Task brief =
Add 51 to every coordinate in the stretch of the listing from the line containing "[indicate] the mushroom cap" through the end of the listing, both ends included, and write out every line of that stretch in full with the coordinates so changed.
━━━ Entries supplied ━━━
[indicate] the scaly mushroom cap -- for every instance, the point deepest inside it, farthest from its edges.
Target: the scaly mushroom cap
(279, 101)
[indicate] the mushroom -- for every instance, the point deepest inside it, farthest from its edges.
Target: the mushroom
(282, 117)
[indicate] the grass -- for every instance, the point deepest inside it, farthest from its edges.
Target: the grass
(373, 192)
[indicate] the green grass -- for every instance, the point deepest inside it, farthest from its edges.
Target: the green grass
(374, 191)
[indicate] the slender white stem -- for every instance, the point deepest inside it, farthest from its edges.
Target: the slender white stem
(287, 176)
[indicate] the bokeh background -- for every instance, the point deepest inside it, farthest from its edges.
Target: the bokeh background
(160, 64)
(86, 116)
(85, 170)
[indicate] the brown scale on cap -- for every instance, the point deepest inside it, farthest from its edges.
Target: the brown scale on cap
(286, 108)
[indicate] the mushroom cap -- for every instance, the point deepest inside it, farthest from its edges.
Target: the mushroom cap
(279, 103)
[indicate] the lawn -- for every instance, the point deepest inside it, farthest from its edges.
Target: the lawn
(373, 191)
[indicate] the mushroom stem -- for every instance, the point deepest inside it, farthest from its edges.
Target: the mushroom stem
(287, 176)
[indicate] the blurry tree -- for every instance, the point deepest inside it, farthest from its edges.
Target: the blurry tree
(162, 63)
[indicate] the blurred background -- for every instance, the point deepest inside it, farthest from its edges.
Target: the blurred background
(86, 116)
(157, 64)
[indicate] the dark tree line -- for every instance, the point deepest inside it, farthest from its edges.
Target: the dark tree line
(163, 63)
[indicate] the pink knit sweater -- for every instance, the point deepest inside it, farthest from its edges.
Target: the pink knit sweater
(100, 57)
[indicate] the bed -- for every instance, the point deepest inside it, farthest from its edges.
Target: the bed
━━━
Result of this task =
[indicate] the mushroom cap -- for every instance, the point deepest inside it, farthest from its edges.
Target: the mushroom cap
(330, 154)
[indicate] the lawn -- for every instance, the point deepest inside it, farthest from its edges.
Target: the lawn
(424, 242)
[indicate] the mushroom stem -- for every instance, the point deepest inside it, farthest from its edges.
Target: the mushroom stem
(338, 227)
[indicate] the blurry tree -- for every instance, the point deepest inside it, farthest from its edges.
Target: the blurry tree
(213, 114)
[indicate] the blurred background -- for every instance, the point deepest inside it, farthest from its edges.
Target: the blurred background
(137, 167)
(208, 115)
[indicate] the dark tree line -- for every instance, the point deepest inside it, farthest from its edges.
Target: the dark tree line
(214, 114)
[indicate] the pink knit sweater -- for every instance, the point deepest inside it, farthest from its edges.
Target: the pink knit sweater
(151, 108)
[indicate] the bed -- for every instance, the point deepest inside it, farthest from its edges.
Target: the bed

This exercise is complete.